Short problem:
Pull out every line of the records below that contains the string "whiteboard", and copy each one in full. Case counts.

Input rows:

=====

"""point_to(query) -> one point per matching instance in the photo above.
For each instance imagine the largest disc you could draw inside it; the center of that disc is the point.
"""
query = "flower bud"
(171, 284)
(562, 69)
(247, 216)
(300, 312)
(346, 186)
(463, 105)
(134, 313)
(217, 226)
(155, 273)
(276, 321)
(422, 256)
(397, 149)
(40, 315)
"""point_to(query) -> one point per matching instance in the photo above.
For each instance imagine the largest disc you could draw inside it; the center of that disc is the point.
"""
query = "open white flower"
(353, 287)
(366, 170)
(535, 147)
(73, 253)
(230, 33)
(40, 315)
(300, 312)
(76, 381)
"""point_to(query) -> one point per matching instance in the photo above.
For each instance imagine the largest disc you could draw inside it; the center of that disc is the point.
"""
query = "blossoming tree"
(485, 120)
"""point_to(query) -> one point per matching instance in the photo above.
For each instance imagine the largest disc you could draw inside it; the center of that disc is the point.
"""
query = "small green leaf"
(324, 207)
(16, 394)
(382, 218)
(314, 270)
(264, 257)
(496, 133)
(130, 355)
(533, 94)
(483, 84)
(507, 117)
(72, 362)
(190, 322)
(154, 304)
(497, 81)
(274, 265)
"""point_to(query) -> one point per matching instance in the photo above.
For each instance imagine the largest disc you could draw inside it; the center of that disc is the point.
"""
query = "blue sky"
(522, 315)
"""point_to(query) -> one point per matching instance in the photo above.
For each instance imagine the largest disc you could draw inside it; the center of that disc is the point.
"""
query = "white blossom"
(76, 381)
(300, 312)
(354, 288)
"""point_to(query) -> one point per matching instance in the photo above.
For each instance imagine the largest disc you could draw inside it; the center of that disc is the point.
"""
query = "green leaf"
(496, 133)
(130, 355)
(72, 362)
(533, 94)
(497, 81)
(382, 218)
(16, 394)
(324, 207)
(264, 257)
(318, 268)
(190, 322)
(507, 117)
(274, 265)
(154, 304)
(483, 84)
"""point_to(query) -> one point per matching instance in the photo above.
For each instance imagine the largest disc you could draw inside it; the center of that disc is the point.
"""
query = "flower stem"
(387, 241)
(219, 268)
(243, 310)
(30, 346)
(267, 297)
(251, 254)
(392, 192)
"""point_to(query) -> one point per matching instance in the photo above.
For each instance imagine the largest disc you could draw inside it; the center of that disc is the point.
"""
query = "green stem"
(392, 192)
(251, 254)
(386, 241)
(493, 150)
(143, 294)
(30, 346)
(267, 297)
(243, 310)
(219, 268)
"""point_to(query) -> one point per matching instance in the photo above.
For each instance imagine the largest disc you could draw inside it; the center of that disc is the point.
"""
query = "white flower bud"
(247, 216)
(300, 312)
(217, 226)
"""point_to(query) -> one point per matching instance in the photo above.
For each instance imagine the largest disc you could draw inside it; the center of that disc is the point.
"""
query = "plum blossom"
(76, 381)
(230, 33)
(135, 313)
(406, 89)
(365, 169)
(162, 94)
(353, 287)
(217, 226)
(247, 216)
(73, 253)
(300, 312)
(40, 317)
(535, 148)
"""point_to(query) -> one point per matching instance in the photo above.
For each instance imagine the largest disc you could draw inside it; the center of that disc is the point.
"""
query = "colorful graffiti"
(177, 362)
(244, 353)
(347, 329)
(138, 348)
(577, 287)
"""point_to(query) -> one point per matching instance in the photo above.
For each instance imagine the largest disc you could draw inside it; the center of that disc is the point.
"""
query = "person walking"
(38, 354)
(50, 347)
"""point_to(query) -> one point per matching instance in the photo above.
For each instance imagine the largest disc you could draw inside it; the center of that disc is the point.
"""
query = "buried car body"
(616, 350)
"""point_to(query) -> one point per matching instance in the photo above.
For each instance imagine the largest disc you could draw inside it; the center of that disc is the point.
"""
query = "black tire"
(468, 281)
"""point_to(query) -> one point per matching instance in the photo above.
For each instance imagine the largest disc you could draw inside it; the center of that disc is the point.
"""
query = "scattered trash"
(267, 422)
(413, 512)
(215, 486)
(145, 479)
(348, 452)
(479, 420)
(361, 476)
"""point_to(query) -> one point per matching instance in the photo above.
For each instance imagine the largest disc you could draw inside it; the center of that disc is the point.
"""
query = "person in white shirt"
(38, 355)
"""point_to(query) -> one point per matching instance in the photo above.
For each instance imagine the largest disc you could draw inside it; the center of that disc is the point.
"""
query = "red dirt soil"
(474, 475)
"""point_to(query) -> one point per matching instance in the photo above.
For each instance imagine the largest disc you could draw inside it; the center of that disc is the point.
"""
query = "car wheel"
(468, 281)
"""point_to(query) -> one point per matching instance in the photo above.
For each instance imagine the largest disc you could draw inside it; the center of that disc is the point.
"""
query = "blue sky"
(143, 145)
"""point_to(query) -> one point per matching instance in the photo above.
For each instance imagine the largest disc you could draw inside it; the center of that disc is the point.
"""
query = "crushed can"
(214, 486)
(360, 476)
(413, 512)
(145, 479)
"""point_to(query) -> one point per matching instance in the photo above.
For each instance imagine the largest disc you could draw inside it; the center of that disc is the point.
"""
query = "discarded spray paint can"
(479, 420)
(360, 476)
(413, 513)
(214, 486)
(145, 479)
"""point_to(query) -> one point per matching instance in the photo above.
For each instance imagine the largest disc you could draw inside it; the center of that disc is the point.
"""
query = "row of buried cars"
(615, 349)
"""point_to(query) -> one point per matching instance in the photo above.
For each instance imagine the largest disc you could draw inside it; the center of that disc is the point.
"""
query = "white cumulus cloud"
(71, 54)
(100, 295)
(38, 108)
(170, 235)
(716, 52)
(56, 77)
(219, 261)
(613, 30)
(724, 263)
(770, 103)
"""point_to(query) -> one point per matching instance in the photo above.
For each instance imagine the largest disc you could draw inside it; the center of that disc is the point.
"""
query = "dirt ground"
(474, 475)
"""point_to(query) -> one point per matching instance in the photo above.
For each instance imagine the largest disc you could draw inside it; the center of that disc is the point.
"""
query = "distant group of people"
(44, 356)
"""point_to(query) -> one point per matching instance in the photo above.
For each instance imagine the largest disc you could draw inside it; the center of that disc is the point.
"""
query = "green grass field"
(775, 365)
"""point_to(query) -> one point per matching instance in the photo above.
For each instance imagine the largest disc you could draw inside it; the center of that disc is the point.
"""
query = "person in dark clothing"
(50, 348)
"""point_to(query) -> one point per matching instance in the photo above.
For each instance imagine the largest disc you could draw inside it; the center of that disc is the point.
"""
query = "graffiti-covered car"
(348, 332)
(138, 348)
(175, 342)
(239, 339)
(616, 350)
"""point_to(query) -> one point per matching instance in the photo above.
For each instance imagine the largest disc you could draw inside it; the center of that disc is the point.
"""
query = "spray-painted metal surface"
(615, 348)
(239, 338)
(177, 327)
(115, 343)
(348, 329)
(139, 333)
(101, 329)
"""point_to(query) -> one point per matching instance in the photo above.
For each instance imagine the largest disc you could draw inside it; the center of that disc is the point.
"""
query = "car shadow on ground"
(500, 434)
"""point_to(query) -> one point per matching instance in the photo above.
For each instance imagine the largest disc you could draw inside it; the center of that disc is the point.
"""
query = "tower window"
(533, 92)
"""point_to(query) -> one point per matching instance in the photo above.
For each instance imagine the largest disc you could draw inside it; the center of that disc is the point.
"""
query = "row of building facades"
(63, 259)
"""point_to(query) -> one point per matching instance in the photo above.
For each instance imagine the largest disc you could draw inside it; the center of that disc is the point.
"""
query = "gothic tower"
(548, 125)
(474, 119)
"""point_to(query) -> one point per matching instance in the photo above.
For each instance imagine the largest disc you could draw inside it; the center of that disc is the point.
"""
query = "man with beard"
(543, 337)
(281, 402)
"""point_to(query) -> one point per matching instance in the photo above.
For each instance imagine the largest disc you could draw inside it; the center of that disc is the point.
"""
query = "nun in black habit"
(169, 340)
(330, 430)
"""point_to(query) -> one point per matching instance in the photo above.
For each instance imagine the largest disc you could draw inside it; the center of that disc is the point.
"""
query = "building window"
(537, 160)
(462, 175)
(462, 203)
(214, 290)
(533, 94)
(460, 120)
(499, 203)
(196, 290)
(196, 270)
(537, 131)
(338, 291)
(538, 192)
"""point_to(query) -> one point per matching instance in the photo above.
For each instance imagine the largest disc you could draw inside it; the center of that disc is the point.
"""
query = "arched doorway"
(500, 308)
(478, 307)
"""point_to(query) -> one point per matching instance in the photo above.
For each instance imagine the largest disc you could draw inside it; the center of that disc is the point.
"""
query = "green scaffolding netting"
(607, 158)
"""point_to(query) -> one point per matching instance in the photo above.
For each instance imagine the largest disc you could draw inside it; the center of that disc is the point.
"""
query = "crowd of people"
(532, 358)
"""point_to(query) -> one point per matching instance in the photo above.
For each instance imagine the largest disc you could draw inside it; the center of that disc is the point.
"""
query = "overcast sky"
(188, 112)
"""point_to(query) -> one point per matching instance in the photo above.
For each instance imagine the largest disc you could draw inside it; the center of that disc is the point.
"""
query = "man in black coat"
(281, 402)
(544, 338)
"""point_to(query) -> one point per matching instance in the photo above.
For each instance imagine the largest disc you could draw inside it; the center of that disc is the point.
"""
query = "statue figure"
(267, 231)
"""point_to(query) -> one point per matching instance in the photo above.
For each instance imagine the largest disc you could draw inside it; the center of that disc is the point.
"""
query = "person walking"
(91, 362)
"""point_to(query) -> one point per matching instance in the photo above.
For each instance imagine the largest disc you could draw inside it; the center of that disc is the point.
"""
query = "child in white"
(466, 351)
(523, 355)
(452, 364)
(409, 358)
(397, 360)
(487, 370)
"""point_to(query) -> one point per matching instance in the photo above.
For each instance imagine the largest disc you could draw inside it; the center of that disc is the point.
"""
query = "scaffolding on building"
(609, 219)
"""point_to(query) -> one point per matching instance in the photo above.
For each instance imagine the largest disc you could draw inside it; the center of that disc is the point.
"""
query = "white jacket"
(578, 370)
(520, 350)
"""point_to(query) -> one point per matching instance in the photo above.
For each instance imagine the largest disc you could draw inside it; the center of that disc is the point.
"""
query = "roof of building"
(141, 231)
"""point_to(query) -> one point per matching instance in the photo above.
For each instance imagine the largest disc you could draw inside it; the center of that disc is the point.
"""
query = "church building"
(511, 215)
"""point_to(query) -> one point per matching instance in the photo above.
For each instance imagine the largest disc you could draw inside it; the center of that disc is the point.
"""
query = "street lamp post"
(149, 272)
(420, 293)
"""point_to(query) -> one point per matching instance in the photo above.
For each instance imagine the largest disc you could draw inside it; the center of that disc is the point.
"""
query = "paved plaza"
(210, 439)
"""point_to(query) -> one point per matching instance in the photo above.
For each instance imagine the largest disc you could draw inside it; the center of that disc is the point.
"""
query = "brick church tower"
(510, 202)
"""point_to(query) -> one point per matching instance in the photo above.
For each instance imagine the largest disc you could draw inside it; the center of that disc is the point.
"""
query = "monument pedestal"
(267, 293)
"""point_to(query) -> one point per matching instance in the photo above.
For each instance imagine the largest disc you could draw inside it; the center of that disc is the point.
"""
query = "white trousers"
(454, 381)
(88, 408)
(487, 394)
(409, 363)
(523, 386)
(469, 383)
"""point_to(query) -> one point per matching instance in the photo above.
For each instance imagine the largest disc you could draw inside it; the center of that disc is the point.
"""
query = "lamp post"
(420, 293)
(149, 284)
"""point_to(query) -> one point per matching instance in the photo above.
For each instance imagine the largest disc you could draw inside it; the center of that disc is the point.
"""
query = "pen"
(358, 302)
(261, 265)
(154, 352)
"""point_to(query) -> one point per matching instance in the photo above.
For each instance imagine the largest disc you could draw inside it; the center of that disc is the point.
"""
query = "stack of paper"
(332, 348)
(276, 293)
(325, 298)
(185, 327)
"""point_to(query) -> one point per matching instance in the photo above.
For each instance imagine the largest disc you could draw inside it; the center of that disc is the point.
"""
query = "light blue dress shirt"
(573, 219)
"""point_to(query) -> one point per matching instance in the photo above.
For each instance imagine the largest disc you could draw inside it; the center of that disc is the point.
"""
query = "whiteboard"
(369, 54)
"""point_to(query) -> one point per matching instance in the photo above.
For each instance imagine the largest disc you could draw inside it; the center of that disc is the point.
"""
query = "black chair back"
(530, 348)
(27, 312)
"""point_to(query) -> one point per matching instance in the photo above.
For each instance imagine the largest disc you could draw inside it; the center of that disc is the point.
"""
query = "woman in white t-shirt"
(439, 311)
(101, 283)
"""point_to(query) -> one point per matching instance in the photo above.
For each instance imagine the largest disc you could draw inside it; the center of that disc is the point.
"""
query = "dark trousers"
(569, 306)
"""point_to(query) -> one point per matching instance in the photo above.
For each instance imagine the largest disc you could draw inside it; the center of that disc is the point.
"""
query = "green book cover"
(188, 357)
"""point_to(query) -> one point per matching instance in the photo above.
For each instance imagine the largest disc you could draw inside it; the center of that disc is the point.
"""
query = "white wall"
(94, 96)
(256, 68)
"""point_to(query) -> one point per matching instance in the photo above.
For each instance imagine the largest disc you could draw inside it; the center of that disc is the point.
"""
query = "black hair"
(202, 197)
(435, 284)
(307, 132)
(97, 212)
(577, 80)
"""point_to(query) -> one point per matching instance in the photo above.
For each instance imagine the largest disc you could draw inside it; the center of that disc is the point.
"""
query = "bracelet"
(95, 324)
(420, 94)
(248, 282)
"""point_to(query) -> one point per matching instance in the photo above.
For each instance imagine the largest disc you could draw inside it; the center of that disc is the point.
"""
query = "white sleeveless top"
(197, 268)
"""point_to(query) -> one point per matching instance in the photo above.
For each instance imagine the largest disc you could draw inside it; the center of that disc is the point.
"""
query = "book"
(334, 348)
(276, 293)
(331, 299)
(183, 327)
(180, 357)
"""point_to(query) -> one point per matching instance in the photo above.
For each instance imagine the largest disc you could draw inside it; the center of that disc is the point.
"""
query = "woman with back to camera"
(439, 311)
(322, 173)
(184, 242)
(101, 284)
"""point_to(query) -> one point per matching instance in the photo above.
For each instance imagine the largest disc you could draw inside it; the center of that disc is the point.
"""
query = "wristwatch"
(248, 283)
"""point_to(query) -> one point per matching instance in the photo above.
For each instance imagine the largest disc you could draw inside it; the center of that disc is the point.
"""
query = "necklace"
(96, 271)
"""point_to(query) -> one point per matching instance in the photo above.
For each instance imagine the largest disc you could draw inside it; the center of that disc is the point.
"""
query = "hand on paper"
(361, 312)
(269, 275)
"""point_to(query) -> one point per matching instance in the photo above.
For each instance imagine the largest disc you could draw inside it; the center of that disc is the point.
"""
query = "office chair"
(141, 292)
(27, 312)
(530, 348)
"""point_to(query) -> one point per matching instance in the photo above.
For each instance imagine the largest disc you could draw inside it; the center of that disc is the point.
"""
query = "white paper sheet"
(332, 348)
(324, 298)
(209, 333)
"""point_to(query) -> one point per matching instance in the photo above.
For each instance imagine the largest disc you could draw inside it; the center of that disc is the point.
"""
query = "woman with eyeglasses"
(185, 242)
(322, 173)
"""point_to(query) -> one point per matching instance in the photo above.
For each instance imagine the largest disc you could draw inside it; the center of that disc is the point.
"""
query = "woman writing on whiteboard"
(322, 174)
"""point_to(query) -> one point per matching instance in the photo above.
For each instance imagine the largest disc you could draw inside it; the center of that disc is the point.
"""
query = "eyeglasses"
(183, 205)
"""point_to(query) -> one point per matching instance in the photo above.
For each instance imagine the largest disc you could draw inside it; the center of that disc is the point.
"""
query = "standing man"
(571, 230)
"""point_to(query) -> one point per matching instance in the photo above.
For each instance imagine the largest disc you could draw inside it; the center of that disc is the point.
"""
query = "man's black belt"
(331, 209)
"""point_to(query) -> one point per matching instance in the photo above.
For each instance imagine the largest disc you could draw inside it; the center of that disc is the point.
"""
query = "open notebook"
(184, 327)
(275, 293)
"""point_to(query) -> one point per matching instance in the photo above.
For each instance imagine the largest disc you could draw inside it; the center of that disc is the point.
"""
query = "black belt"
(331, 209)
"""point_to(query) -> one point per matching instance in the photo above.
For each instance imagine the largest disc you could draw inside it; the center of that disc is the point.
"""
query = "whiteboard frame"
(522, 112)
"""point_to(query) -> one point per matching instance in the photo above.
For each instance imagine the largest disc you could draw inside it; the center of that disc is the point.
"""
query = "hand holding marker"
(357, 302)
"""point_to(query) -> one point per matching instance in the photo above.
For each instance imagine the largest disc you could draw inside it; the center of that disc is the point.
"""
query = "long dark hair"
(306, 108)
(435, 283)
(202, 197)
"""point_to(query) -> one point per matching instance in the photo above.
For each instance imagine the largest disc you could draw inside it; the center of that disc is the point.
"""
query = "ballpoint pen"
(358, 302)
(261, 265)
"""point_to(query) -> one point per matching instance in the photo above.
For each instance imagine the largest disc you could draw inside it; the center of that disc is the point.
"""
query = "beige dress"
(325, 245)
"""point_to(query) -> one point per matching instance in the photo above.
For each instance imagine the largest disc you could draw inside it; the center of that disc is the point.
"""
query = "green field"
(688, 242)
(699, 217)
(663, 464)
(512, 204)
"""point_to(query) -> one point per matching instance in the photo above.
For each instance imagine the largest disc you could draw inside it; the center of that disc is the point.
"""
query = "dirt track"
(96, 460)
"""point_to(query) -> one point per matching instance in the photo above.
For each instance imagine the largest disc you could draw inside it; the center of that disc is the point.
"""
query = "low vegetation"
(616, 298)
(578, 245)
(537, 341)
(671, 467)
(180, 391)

=====

The result:
query = "whiteboard"
query = "woman writing on whiteboard"
query = "whiteboard frame"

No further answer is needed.